--- Supplied records ---
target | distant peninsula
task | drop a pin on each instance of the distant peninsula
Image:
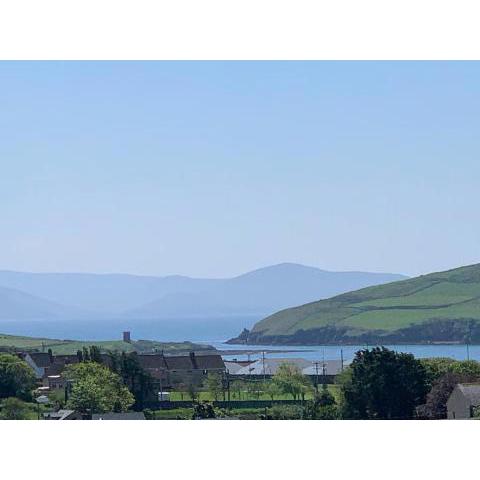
(441, 307)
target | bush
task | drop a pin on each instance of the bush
(14, 409)
(285, 412)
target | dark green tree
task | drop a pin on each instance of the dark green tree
(435, 406)
(383, 385)
(14, 409)
(96, 389)
(94, 353)
(16, 377)
(138, 381)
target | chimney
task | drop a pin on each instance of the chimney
(193, 360)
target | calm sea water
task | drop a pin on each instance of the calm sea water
(213, 332)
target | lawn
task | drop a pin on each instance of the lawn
(245, 395)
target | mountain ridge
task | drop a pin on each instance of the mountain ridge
(440, 306)
(258, 292)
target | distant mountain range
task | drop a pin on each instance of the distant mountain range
(257, 293)
(439, 307)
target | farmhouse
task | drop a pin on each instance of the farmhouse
(463, 400)
(268, 367)
(119, 416)
(167, 370)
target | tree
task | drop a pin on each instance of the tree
(435, 406)
(237, 386)
(255, 388)
(139, 382)
(193, 386)
(215, 385)
(271, 389)
(14, 409)
(16, 377)
(96, 389)
(290, 380)
(383, 385)
(322, 407)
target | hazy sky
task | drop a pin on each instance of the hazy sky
(213, 169)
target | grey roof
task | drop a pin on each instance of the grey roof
(40, 359)
(60, 415)
(233, 367)
(471, 391)
(207, 362)
(119, 416)
(332, 367)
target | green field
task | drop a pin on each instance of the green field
(453, 295)
(246, 395)
(63, 347)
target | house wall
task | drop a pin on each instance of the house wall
(39, 371)
(458, 407)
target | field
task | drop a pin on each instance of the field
(245, 395)
(62, 347)
(446, 296)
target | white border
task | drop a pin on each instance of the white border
(238, 449)
(247, 29)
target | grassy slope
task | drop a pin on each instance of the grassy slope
(71, 346)
(454, 294)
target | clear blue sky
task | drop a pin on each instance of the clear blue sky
(213, 169)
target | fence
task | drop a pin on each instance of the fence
(168, 405)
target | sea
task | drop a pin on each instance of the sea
(213, 332)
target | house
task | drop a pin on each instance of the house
(166, 370)
(463, 400)
(38, 362)
(233, 367)
(169, 370)
(325, 370)
(119, 416)
(63, 415)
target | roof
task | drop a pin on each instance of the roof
(207, 362)
(60, 415)
(470, 391)
(119, 416)
(181, 362)
(152, 361)
(233, 367)
(332, 367)
(271, 366)
(40, 359)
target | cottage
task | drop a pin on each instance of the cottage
(119, 416)
(63, 415)
(463, 400)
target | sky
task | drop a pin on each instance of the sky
(212, 169)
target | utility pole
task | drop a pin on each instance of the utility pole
(263, 365)
(316, 375)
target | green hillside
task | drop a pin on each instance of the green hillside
(439, 307)
(65, 347)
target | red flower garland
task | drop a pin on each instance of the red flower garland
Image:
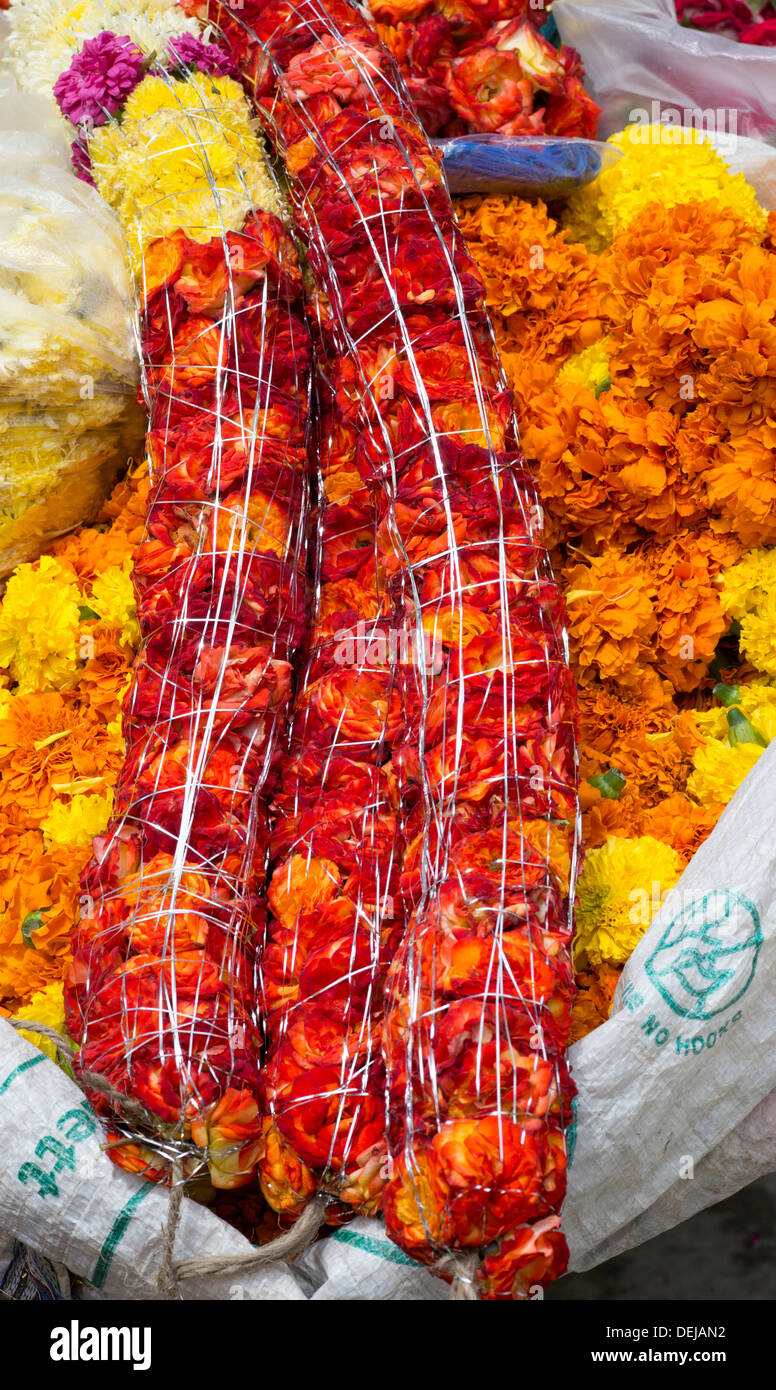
(479, 995)
(163, 987)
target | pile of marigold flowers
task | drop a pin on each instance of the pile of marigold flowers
(640, 341)
(68, 634)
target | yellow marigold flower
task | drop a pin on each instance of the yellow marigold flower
(748, 591)
(757, 702)
(588, 367)
(662, 164)
(77, 820)
(113, 598)
(180, 139)
(38, 624)
(45, 1007)
(114, 729)
(721, 769)
(620, 887)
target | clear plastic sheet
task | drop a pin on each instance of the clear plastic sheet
(451, 723)
(640, 60)
(67, 360)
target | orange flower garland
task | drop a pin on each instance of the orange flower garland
(645, 380)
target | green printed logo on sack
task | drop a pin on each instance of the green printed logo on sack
(707, 957)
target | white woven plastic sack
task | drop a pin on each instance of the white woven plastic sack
(687, 1055)
(63, 1197)
(634, 53)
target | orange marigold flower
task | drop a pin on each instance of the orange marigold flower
(611, 616)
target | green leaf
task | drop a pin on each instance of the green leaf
(31, 923)
(740, 730)
(726, 694)
(611, 784)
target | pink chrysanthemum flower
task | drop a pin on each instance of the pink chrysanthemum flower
(99, 79)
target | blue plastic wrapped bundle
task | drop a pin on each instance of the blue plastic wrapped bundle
(545, 167)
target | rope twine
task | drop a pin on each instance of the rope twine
(281, 1250)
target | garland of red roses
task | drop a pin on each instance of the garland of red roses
(479, 995)
(163, 988)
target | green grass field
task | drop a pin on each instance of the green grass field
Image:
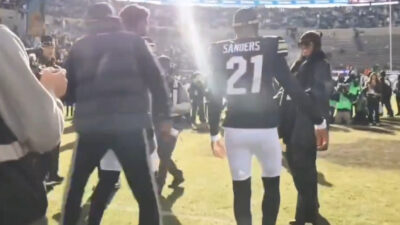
(359, 182)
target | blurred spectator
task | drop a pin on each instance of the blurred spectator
(386, 93)
(344, 105)
(197, 94)
(397, 92)
(374, 93)
(36, 128)
(360, 103)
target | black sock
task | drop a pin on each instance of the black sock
(271, 201)
(242, 201)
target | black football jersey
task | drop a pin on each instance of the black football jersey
(242, 72)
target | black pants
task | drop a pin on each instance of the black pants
(131, 151)
(305, 179)
(102, 194)
(373, 109)
(198, 108)
(165, 150)
(388, 105)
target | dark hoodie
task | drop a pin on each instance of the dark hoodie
(314, 75)
(111, 73)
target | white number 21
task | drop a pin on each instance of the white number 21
(241, 70)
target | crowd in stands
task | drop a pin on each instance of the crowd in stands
(11, 4)
(272, 18)
(360, 98)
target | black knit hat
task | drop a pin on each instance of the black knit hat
(311, 37)
(246, 16)
(100, 11)
(47, 40)
(132, 14)
(164, 61)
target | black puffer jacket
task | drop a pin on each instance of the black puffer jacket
(314, 75)
(111, 74)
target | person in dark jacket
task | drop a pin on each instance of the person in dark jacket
(35, 129)
(134, 19)
(374, 94)
(180, 106)
(111, 74)
(48, 163)
(397, 92)
(197, 94)
(314, 74)
(386, 93)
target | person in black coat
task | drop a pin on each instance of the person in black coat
(298, 132)
(111, 75)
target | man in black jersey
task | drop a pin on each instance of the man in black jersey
(243, 70)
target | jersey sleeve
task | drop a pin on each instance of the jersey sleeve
(282, 49)
(215, 86)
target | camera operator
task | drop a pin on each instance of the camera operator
(40, 58)
(344, 105)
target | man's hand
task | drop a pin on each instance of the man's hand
(218, 148)
(54, 80)
(322, 136)
(165, 128)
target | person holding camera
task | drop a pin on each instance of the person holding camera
(344, 105)
(46, 57)
(397, 92)
(31, 123)
(374, 93)
(314, 74)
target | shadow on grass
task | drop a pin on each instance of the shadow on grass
(320, 176)
(379, 130)
(83, 217)
(322, 220)
(68, 146)
(338, 128)
(366, 153)
(169, 218)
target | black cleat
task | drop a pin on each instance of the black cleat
(54, 180)
(176, 182)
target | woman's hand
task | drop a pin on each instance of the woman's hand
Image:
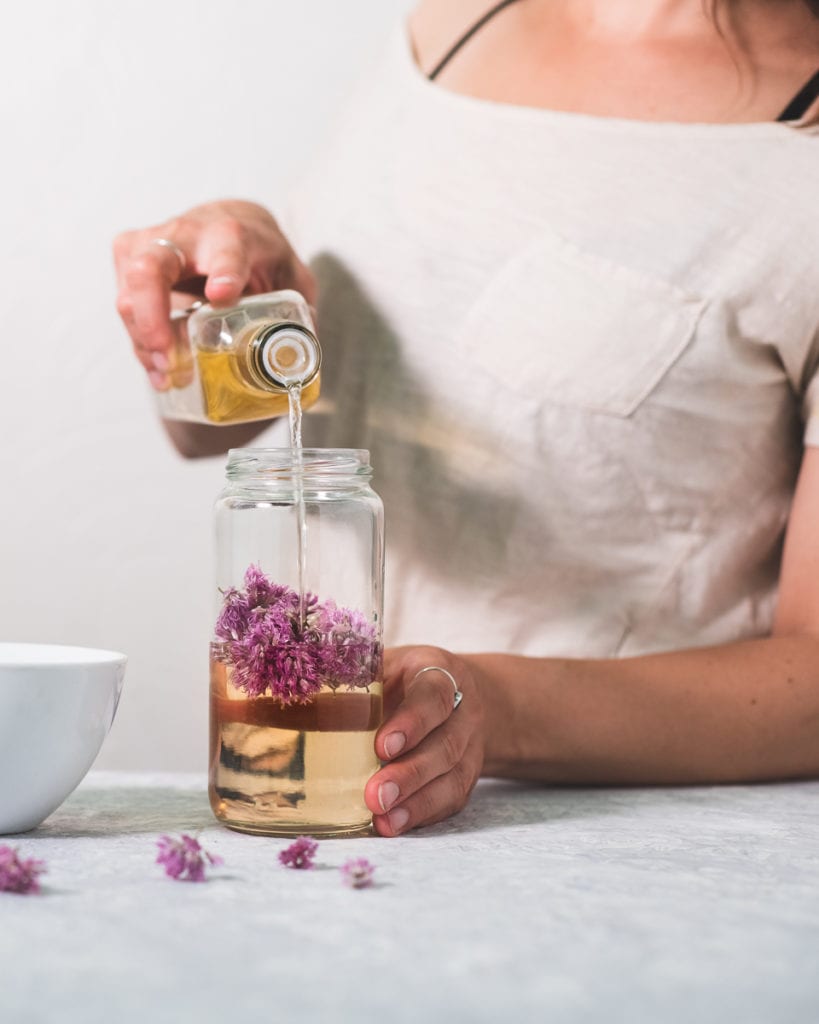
(220, 250)
(433, 752)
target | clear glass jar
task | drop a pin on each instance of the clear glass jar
(238, 365)
(296, 658)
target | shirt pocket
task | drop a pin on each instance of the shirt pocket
(561, 325)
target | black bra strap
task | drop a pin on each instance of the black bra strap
(467, 36)
(803, 101)
(798, 107)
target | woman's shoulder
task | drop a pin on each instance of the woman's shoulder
(436, 25)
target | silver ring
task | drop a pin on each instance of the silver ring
(459, 696)
(167, 244)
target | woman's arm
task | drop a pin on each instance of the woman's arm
(741, 712)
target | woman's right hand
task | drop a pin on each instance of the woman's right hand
(225, 249)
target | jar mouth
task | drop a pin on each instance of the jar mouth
(287, 461)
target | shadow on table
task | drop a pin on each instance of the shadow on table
(129, 810)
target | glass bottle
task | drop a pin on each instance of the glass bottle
(235, 365)
(296, 658)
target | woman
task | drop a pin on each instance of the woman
(567, 297)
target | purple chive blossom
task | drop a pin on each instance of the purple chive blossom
(273, 652)
(357, 873)
(184, 858)
(299, 854)
(18, 876)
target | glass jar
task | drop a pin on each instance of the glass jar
(296, 658)
(238, 365)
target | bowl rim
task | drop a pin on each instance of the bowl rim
(52, 655)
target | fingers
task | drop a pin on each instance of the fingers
(428, 701)
(442, 797)
(224, 253)
(229, 248)
(434, 754)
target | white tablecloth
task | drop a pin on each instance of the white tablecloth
(534, 904)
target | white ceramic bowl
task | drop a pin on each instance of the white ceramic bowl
(56, 706)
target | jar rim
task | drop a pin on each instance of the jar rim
(269, 462)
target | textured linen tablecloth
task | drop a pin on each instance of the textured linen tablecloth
(533, 904)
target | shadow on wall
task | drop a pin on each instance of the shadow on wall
(438, 474)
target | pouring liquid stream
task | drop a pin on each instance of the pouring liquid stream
(294, 398)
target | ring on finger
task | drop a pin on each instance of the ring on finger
(167, 244)
(459, 696)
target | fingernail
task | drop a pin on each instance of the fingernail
(398, 818)
(394, 743)
(388, 793)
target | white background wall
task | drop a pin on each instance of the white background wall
(119, 115)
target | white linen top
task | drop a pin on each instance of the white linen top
(583, 352)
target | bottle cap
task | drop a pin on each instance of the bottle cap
(287, 354)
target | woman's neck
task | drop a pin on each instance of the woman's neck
(640, 59)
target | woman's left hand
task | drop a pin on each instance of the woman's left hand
(432, 750)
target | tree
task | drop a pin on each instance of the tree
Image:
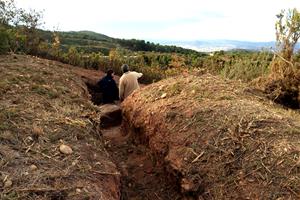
(20, 26)
(287, 35)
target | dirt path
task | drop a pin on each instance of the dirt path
(142, 175)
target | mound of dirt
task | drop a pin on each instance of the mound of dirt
(50, 147)
(219, 140)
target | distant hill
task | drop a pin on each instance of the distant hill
(89, 41)
(217, 45)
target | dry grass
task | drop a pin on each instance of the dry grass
(221, 140)
(43, 104)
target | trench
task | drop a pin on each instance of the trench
(144, 175)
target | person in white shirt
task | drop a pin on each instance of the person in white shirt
(128, 82)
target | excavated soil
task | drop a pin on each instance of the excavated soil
(217, 138)
(43, 105)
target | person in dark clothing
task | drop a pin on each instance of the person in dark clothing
(109, 88)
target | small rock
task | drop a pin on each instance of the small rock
(7, 183)
(33, 167)
(65, 149)
(188, 185)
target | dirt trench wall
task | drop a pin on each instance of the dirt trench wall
(44, 105)
(222, 141)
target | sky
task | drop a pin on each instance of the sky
(158, 20)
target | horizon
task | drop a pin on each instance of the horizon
(251, 21)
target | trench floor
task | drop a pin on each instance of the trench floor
(142, 174)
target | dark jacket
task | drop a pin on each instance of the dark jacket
(109, 89)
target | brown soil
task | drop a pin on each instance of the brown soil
(219, 140)
(143, 175)
(43, 104)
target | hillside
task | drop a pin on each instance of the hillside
(88, 41)
(219, 139)
(44, 105)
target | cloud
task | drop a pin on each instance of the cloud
(166, 19)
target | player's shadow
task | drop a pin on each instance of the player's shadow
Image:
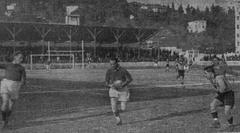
(24, 124)
(170, 115)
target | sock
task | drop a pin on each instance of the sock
(4, 115)
(214, 115)
(230, 120)
(9, 113)
(116, 114)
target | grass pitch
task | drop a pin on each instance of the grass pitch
(76, 101)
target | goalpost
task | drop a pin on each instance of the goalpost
(55, 59)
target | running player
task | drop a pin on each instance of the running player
(224, 93)
(180, 67)
(167, 66)
(120, 93)
(13, 80)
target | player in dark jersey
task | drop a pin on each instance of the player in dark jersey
(14, 79)
(167, 66)
(180, 67)
(216, 73)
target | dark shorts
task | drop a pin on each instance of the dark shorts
(227, 98)
(181, 73)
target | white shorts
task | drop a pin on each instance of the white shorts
(122, 96)
(11, 88)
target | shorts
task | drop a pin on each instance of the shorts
(227, 98)
(122, 96)
(181, 73)
(11, 88)
(222, 84)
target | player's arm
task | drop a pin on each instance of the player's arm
(23, 79)
(107, 79)
(128, 79)
(2, 65)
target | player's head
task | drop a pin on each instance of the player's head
(18, 57)
(114, 62)
(216, 60)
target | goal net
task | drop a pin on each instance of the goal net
(52, 61)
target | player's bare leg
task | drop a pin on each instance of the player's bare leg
(228, 117)
(115, 110)
(5, 109)
(214, 113)
(123, 106)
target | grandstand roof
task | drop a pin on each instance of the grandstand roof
(34, 31)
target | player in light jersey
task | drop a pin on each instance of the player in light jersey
(120, 92)
(224, 91)
(14, 79)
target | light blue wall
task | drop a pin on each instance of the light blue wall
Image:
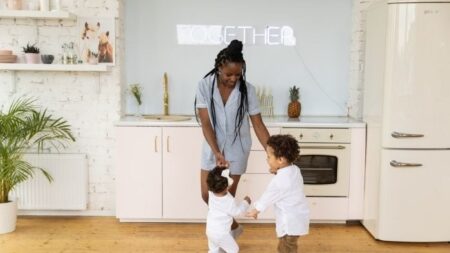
(319, 63)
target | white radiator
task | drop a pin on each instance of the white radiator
(67, 191)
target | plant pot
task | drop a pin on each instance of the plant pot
(32, 58)
(45, 5)
(8, 217)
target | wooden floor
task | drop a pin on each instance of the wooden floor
(106, 234)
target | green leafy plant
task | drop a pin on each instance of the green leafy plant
(24, 126)
(136, 91)
(31, 49)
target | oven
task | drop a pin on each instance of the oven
(324, 160)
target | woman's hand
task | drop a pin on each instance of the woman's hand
(220, 160)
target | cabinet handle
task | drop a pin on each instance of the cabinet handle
(168, 150)
(322, 147)
(405, 135)
(400, 164)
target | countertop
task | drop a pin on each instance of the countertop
(275, 121)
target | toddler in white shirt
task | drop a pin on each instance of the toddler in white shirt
(222, 208)
(285, 192)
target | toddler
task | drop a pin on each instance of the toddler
(285, 192)
(222, 208)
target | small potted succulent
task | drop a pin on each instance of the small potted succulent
(31, 53)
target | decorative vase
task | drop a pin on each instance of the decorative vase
(15, 4)
(138, 112)
(32, 58)
(8, 217)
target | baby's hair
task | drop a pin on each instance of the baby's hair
(216, 182)
(284, 146)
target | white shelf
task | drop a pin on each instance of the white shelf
(53, 67)
(37, 14)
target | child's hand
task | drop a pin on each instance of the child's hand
(252, 213)
(273, 171)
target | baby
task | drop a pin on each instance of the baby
(222, 208)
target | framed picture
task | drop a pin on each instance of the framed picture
(97, 40)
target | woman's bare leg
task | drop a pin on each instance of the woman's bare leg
(232, 189)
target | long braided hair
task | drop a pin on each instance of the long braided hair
(231, 54)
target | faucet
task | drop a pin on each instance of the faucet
(166, 95)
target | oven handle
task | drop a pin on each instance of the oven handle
(322, 147)
(394, 163)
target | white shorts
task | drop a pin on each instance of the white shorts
(225, 242)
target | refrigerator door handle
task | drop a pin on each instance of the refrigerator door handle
(405, 135)
(394, 163)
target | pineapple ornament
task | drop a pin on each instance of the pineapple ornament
(294, 107)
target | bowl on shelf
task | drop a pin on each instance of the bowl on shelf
(47, 58)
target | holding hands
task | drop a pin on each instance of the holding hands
(252, 213)
(247, 198)
(220, 160)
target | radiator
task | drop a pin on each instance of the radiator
(67, 191)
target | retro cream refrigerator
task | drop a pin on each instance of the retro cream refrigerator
(407, 110)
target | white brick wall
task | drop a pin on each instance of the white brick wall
(91, 102)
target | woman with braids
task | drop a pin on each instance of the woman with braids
(225, 101)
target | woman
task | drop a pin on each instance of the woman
(224, 103)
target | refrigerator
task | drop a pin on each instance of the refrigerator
(406, 105)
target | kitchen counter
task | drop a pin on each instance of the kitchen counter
(275, 121)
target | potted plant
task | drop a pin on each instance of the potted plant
(24, 126)
(31, 53)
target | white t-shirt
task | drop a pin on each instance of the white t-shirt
(221, 212)
(285, 192)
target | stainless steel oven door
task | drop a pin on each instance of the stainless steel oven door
(325, 168)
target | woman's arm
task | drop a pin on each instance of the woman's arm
(260, 129)
(210, 137)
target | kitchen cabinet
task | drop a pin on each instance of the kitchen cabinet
(139, 173)
(158, 173)
(257, 177)
(181, 173)
(158, 176)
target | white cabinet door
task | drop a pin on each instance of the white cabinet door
(181, 173)
(138, 173)
(414, 200)
(417, 76)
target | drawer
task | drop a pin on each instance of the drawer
(319, 135)
(255, 142)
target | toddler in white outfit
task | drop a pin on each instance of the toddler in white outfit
(222, 209)
(285, 193)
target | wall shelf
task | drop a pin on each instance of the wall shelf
(37, 14)
(54, 67)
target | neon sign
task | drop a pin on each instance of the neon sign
(219, 34)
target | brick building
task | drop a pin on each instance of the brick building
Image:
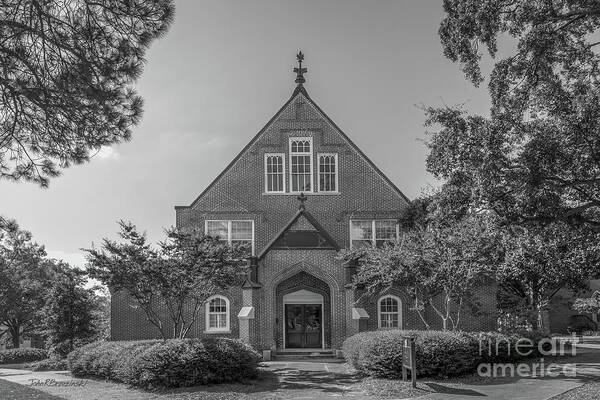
(298, 192)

--- Given instruction ---
What do the lines above say from the line containing "target | pineapple ornament" through the last line? Quote them exactly, both ends included, and leave out the pictures.

--- In response ---
target | pineapple ornament
task | drop a pin on each instance of the pineapple ornament
(294, 107)
target | bowl on shelf
task | drop a pin on each instance of the bowl on shelf
(47, 58)
target | holding hands
task | drop a pin on each instance of the holding hands
(252, 213)
(247, 198)
(220, 160)
target | radiator
task | drop a pin on each instance of the radiator
(67, 191)
target | retro cream refrigerator
task | drop a pin on each instance of the retro cream refrigerator
(407, 110)
target | white brick wall
task | drop a pin on each instance of the white brick wall
(91, 102)
target | woman with braids
task | drop a pin on each instance of the woman with braids
(225, 101)
target | woman
task | drop a pin on each instance of the woman
(224, 103)
target | refrigerator
task | drop a pin on each instance of the refrigerator
(406, 105)
target | kitchen counter
task | drop a pin on each instance of the kitchen counter
(275, 121)
target | potted plant
task | drop a pin on each instance of the potted plant
(24, 126)
(31, 53)
target | white t-shirt
task | drop a pin on each instance of the white t-shirt
(221, 212)
(285, 192)
target | stainless steel oven door
task | drop a pin on each instance of the stainless steel oven door
(325, 168)
target | woman's arm
task | drop a pin on each instance of the woman's arm
(260, 129)
(210, 137)
target | kitchen cabinet
task | drop a pin on each instance of the kitchen cabinet
(139, 173)
(158, 173)
(257, 177)
(181, 173)
(158, 176)
target | white cabinet door
task | drop a pin on each instance of the white cabinet door
(181, 173)
(138, 173)
(414, 200)
(417, 76)
target | drawer
task | drop a pin on each instance of the drawer
(319, 135)
(255, 142)
target | toddler in white outfit
task | drop a pin on each instance of the toddler in white outfit
(222, 209)
(285, 193)
target | wall shelf
task | drop a pin on each instance of the wall shelf
(37, 14)
(54, 67)
target | neon sign
task | drop a pin on each instance of the neon sign
(219, 34)
target | brick building
task | drop a pin on each instance of the brick building
Image:
(298, 192)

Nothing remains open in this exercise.